> [Consignes]
1. Répondez à ces questions sur le texte sur l'alimentation végétale, en marquant vos réponses de la même façon.
(a) Qu'est-ce que le monde végétal n'affiche pas, selon le texte ?
(b) Quelle est la profession du Dr Michael Greger ?
(c) Sous quelle forme le Dr Michael Greger vulgarise-t-il l'information ?
2. Indiquez si chacune de ces affirmations concorde avec le texte sur l'alimentation végétale, en répondant par oui ou non et en citant les mots du texte qui le montrent.
(a) Le Dr Michael Greger est présenté comme un médecin.
(b) Le monde végétal porte un logo « santé ».
(c) Le Dr Michael Greger s'appuie sur des recherches publiées dans des journaux scientifiques.
3. Prolongez le texte sur l'alimentation végétale en rédigeant la section qui suit son intertitre « Farmacy » : Mon fermier mon médecin!

> [Texte fourni]
━━━━━━━━
Et si on retrouvait notre pouvoir de s’alimenter simplement? Si on revenait à la base? Vous savez : le jardin, les légumes et fruits frais, les céréales entières, etc. Le monde végétal offre, même s’il n’affiche aucune « étiquette de valeur nutritive » ni logo « santé » tout ce qu’il nous faut pour s’alimenter de manière saine et équilibrée. Saveur et couleur en prime ! Il n’y a pas que moi qui le dise : le Dr Michael Greger (http://nutritionfacts.org/videos/plant-based-prevention/) aussi! C’est un médecin qui parcourt le monde des recherches en nutrition, publiées dans les journaux scientifiques, et vulgarise l’information sous forme de petits clips éducatifs.
« Farmacy » : Mon fermier mon médecin!
━━━━━━━━
> [Matériel fourni]
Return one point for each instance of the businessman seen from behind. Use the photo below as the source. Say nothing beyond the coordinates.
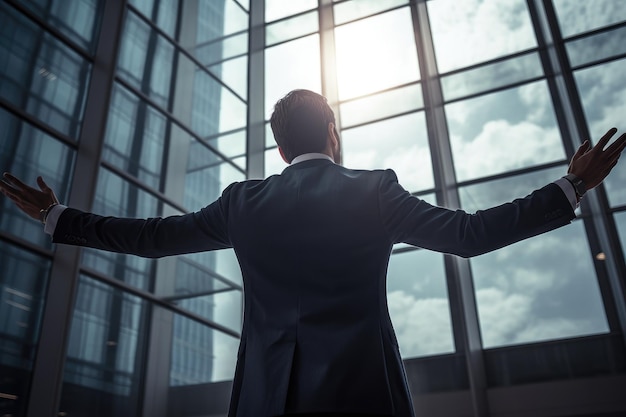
(313, 244)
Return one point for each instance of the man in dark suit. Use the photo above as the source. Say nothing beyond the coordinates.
(313, 244)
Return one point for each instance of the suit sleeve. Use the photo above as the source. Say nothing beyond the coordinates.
(152, 238)
(410, 220)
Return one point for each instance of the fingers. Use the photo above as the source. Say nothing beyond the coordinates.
(605, 139)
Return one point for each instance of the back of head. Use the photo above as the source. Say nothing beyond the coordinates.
(300, 123)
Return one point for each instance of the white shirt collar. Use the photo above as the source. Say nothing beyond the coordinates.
(309, 156)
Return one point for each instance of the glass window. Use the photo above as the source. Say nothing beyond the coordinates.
(23, 283)
(201, 354)
(289, 66)
(356, 9)
(491, 76)
(376, 53)
(135, 137)
(277, 9)
(145, 60)
(418, 303)
(292, 28)
(499, 132)
(540, 289)
(463, 32)
(27, 152)
(492, 193)
(597, 47)
(400, 143)
(117, 197)
(78, 20)
(103, 369)
(602, 89)
(581, 16)
(41, 75)
(381, 105)
(162, 12)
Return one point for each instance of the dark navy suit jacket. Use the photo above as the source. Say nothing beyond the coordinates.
(313, 244)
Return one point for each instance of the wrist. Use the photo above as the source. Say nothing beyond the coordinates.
(43, 213)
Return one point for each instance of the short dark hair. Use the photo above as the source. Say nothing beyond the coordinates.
(300, 123)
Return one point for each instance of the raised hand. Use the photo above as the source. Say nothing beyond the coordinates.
(593, 164)
(31, 201)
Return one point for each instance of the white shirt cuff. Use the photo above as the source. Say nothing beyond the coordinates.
(53, 218)
(569, 191)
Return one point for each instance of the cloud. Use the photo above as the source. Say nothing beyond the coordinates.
(422, 326)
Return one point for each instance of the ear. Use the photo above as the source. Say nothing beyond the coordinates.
(282, 154)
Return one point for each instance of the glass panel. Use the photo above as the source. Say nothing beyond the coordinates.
(233, 73)
(23, 283)
(78, 20)
(492, 193)
(204, 104)
(499, 132)
(598, 47)
(162, 12)
(463, 31)
(540, 289)
(356, 9)
(274, 164)
(145, 60)
(376, 53)
(400, 143)
(581, 16)
(303, 59)
(277, 9)
(27, 152)
(602, 90)
(41, 75)
(117, 197)
(291, 28)
(135, 137)
(381, 105)
(491, 76)
(103, 369)
(201, 354)
(418, 303)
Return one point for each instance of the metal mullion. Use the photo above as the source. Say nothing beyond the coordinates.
(47, 378)
(145, 295)
(461, 293)
(599, 225)
(52, 30)
(173, 119)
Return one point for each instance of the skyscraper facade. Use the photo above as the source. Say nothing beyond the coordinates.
(144, 108)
━━━━━━━━
> [Corrigé]
1.
(a) Aucune « étiquette de valeur nutritive » ni logo « santé ».
(b) Il est médecin.
(c) Sous forme de petits clips éducatifs.

2.
(a) Oui : « C’est un médecin qui parcourt le monde des recherches en nutrition ».
(b) Non : « n’affiche aucune « étiquette de valeur nutritive » ni logo « santé » ».
(c) Oui : « parcourt le monde des recherches en nutrition, publiées dans les journaux scientifiques ».

3.
Si l’aliment est mon médicament, alors l’agriculteur ou le fermier est mon médecin. C’est lui qui produit ce qui me nourrit de variété et me garde en vie. Il est donc tout naturel que je sélectionne la majorité de l’énergie dont j’ai besoin chez lui. C’est ce dont parlait Hippocrate! On dit que la moitié de notre assiette devrait être composée de légumes, mais est-ce que la moitié de votre frigo et de votre garde-manger contient des végétaux? Parce que voilà : si nos réserves sont emballées et requièrent un cours pour pouvoir lire une étiquette, votre alimentation est bien loin du champ et de la variété alimentaire dont je vous parle aujourd’hui. Verdir son frigo est un must vers la « végétalité » alimentaire!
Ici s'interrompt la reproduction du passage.